Required work: Copy the lines below, replacing each "Expected format:" with "Required format:" and keeping everything else the same.

### Available records

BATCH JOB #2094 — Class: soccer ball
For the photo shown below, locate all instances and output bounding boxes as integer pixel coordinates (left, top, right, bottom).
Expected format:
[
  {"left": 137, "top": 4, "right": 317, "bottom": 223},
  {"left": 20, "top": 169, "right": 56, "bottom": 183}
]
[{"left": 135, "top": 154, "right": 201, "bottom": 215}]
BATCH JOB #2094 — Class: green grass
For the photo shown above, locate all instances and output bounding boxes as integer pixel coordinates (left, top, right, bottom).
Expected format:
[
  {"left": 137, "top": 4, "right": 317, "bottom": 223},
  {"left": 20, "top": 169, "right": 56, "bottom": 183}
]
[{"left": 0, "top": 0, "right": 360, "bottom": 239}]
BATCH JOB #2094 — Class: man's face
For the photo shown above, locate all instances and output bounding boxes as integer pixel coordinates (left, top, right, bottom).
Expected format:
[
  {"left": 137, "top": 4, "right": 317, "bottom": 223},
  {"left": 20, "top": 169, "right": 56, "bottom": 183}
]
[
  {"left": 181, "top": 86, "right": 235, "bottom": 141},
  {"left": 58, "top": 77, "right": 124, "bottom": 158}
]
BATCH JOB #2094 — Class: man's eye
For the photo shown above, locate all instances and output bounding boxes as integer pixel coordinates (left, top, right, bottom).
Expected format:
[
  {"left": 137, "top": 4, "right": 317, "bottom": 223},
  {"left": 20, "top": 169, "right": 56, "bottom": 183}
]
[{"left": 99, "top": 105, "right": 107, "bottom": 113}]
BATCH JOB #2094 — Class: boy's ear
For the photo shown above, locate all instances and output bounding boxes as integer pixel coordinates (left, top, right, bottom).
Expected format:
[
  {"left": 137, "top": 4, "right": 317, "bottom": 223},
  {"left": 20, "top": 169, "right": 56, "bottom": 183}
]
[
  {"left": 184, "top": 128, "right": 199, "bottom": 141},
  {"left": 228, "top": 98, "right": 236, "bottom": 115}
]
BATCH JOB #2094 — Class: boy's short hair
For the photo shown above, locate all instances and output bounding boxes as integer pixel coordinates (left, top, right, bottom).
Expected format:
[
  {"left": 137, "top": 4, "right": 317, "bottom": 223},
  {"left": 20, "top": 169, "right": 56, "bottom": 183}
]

######

Written reply:
BATCH JOB #2094 — Class: soccer ball
For the photo shown below, locate all instances and output bounding boxes as integer pixel coordinates (left, top, right, bottom).
Required format:
[
  {"left": 137, "top": 4, "right": 317, "bottom": 223},
  {"left": 20, "top": 169, "right": 56, "bottom": 183}
]
[{"left": 135, "top": 154, "right": 201, "bottom": 215}]
BATCH JOB #2094 — Class: green grass
For the photo shown above, locate all instances and output bounding boxes as integer pixel coordinates (left, top, right, bottom).
Required format:
[
  {"left": 137, "top": 4, "right": 317, "bottom": 223},
  {"left": 20, "top": 169, "right": 56, "bottom": 183}
]
[{"left": 0, "top": 0, "right": 360, "bottom": 239}]
BATCH JOB #2094 — Class: man's face
For the photo shown above, locate all instances and output bounding boxes as integer pixel coordinates (left, top, right, bottom).
Required format:
[
  {"left": 137, "top": 4, "right": 317, "bottom": 223},
  {"left": 20, "top": 169, "right": 56, "bottom": 183}
]
[
  {"left": 181, "top": 86, "right": 235, "bottom": 141},
  {"left": 58, "top": 77, "right": 124, "bottom": 158}
]
BATCH JOB #2094 — Class: man's eye
For the photo shown above, locate all instances and output bounding boxes as integer pixel coordinates (left, top, right, bottom).
Required format:
[
  {"left": 137, "top": 4, "right": 317, "bottom": 223},
  {"left": 20, "top": 169, "right": 56, "bottom": 183}
]
[{"left": 99, "top": 105, "right": 107, "bottom": 113}]
BATCH JOB #2094 — Class: boy's ear
For the photo shown above, locate all instances and output bounding boxes as integer pixel coordinates (left, top, right, bottom).
Required format:
[
  {"left": 137, "top": 4, "right": 317, "bottom": 223},
  {"left": 20, "top": 169, "right": 56, "bottom": 183}
]
[
  {"left": 184, "top": 128, "right": 199, "bottom": 141},
  {"left": 228, "top": 98, "right": 236, "bottom": 115}
]
BATCH JOB #2094 — Class: boy's short hair
For the photo shown above, locate all instances and output bounding boxes as integer pixel coordinates (left, top, right, bottom).
Required format:
[
  {"left": 137, "top": 4, "right": 317, "bottom": 223},
  {"left": 20, "top": 169, "right": 56, "bottom": 183}
]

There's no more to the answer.